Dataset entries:
┏━━
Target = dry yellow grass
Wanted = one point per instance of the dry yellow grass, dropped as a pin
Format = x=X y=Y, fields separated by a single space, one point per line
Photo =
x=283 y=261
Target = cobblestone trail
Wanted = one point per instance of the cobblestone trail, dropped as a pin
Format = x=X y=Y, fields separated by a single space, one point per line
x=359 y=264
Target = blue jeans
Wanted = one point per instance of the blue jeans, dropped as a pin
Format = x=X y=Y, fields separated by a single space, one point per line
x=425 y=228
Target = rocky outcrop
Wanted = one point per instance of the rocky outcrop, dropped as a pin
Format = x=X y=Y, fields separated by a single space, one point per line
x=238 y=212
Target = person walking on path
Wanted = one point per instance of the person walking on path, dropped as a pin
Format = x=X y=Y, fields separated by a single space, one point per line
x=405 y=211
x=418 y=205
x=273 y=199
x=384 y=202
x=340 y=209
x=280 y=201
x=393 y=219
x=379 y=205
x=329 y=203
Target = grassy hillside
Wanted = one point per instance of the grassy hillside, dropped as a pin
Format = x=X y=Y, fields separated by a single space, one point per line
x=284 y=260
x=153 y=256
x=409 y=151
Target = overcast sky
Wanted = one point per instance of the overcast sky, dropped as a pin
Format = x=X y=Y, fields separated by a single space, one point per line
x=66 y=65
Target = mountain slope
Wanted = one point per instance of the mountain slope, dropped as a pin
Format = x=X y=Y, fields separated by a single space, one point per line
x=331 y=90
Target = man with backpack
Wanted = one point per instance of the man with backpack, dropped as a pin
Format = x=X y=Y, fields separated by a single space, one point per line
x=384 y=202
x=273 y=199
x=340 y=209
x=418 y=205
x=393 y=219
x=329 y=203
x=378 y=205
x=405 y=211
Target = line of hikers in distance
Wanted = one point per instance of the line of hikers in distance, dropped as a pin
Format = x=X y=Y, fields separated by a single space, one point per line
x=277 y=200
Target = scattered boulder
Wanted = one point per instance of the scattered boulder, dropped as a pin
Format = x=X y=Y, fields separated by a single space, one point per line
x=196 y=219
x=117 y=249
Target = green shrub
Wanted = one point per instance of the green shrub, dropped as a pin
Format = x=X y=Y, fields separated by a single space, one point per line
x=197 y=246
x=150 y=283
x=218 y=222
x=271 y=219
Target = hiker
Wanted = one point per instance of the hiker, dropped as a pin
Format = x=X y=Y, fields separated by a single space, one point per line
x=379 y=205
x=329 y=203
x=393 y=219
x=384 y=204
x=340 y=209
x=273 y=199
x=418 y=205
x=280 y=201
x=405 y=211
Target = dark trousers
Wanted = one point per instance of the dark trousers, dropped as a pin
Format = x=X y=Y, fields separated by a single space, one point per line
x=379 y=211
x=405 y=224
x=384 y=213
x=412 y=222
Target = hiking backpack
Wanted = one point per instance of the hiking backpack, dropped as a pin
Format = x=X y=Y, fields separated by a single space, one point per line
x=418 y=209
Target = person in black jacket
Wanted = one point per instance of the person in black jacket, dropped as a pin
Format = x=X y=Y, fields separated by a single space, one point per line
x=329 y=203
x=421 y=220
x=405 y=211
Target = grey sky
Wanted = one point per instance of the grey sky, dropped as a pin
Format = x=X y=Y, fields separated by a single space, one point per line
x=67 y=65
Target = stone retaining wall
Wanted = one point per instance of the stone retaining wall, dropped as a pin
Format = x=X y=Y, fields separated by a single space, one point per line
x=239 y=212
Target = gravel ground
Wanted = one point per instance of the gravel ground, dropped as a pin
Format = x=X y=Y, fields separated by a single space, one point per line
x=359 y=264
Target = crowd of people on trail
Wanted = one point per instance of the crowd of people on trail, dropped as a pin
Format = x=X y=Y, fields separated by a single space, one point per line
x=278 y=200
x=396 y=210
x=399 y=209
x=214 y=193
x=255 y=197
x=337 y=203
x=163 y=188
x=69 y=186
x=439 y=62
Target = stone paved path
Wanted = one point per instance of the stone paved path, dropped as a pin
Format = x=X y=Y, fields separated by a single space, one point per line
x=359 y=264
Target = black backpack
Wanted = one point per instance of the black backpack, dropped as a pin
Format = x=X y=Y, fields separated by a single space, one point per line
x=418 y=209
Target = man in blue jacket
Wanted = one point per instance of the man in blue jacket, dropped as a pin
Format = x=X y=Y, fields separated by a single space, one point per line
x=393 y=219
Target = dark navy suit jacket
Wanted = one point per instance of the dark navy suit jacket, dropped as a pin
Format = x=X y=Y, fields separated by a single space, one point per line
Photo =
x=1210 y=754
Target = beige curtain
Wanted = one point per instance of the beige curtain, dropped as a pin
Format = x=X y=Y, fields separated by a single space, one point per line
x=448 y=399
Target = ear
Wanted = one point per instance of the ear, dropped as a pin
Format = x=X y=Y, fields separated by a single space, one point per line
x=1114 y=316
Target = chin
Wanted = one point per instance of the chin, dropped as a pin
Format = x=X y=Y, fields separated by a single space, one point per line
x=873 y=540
┗━━
> Try it
Reproduce each record exactly as written above.

> Written response
Target = dry yellow grass
Wanted = one point per instance of the dry yellow grass, dropped as a pin
Format = x=X y=Y, fields separated by a single space, one point per line
Photo =
x=283 y=261
Target = cobblestone trail
Wanted = one point per instance of the cobblestone trail, dropped as a pin
Format = x=X y=Y, fields separated by a single space, one point per line
x=359 y=264
Target = blue jeans
Wanted = one point per instance of the blue jeans, dropped as a pin
Format = x=X y=Y, fields separated by a single space, one point per line
x=425 y=228
Target = rocky outcrop
Wanted = one point per instance of the rocky outcrop, dropped as a pin
Format = x=X y=Y, fields separated by a single space, one point per line
x=238 y=212
Target = person walking on path
Wanted = one point per instance of the person walking on path, dropped as a pin
Format = x=X y=Y, fields separated by a single space, one point per line
x=405 y=211
x=418 y=205
x=273 y=199
x=384 y=202
x=340 y=209
x=280 y=201
x=393 y=219
x=379 y=205
x=329 y=203
Target = grassy hillside
Wanted = one point per instance of the grassy hillside, dropped as a pin
Format = x=X y=Y, fields separated by a single space, one point per line
x=284 y=260
x=153 y=256
x=409 y=151
Target = overcast sky
Wanted = one point per instance of the overcast sky, dropped as a pin
Format = x=X y=Y, fields separated by a single space, one point per line
x=66 y=65
Target = mountain slope
Wanted = one point per instance of the mountain slope, dropped as a pin
Format = x=X y=Y, fields separated by a single space, one point per line
x=331 y=90
Target = man with backpack
Wanted = one point per instance of the man with backpack, dropped as a pin
Format = x=X y=Y, fields separated by a single space, one point per line
x=384 y=202
x=273 y=199
x=340 y=209
x=418 y=205
x=393 y=219
x=329 y=203
x=378 y=205
x=405 y=211
Target = line of hikers in distance
Wanted = one point per instance of the line of hikers in distance, dropped as a pin
Format = x=X y=Y, fields separated by a single space, one point per line
x=277 y=200
Target = scattered boulder
Wanted = one point per instance of the scattered boulder, dropped as a pin
Format = x=X y=Y, fields separated by a single space, one point per line
x=196 y=219
x=117 y=249
Target = green shrub
Wanted = one point per instance of the green shrub, dropped as a pin
Format = x=X y=Y, fields separated by a single space, one point per line
x=197 y=246
x=150 y=283
x=218 y=222
x=271 y=219
Target = hiker
Wanted = one point per instance of the hiker, dropped as a pin
Format = x=X y=Y, fields separated by a single space, one point per line
x=379 y=205
x=329 y=203
x=393 y=219
x=384 y=204
x=340 y=209
x=273 y=199
x=418 y=205
x=280 y=201
x=405 y=211
Target = dark trousers
Wanted = one point per instance of the dark trousers, dropped as a pin
Format = x=X y=Y, fields separated by a single space, one point per line
x=379 y=211
x=405 y=224
x=384 y=213
x=412 y=222
Target = hiking backpack
Wanted = one point per instance of the hiking backpack, dropped as a pin
Format = x=X y=Y, fields separated by a single space, one point per line
x=418 y=209
Target = person in black jacket
Wanted = one point per instance of the person in black jacket, dropped as a pin
Format = x=X y=Y, fields separated by a single space, one point per line
x=329 y=203
x=421 y=220
x=405 y=211
Target = grey sky
Wanted = one point per instance of the grey sky, dropped as a pin
Format = x=X y=Y, fields separated by a single space, one point per line
x=67 y=65
Target = stone retaining wall
Wanted = one point per instance of the stone retaining wall, dropped as a pin
Format = x=X y=Y, fields separated by a single space, one point per line
x=239 y=212
Target = gravel ground
Wanted = one point per instance of the gravel ground, dropped as a pin
Format = x=X y=Y, fields separated by a single space, one point per line
x=359 y=264
Target = crowd of people on trail
Wanted = one point per instance of the crowd of people on trail, dropped as a pin
Format = x=X y=Y, fields separated by a single space, one point per line
x=278 y=200
x=396 y=210
x=399 y=209
x=214 y=193
x=255 y=197
x=337 y=203
x=163 y=188
x=69 y=186
x=439 y=62
Target = stone paved path
Wanted = one point per instance of the stone paved path, dropped as a pin
Format = x=X y=Y, fields separated by a single space, one point per line
x=359 y=264
Target = black backpack
Wanted = one point per instance of the black backpack, dropped as a pin
Format = x=X y=Y, fields separated by a single space, one point per line
x=418 y=209
Target = man in blue jacket
Wanted = one point per instance of the man in blue jacket, dropped as a pin
Format = x=X y=Y, fields separated by a single space, one point per line
x=393 y=219
Target = dark navy suit jacket
Wanted = one point per instance of the dark navy suit jacket, dropped as a pin
Format = x=X y=Y, fields separated by a single space, one point per line
Photo =
x=1210 y=754
Target = beige curtain
Wanted = one point per instance of the beige curtain, dropped as a pin
Format = x=X y=Y, fields separated by a single space, one point per line
x=448 y=399
Target = ear
Wanted = one point per instance of the ear, dropped as a pin
Format = x=X y=Y, fields separated by a single space, one point per line
x=1114 y=316
Target = chin
Wanted = one point per instance of the chin, dropped as a pin
Format = x=X y=Y, fields separated by a single space, one point per line
x=873 y=540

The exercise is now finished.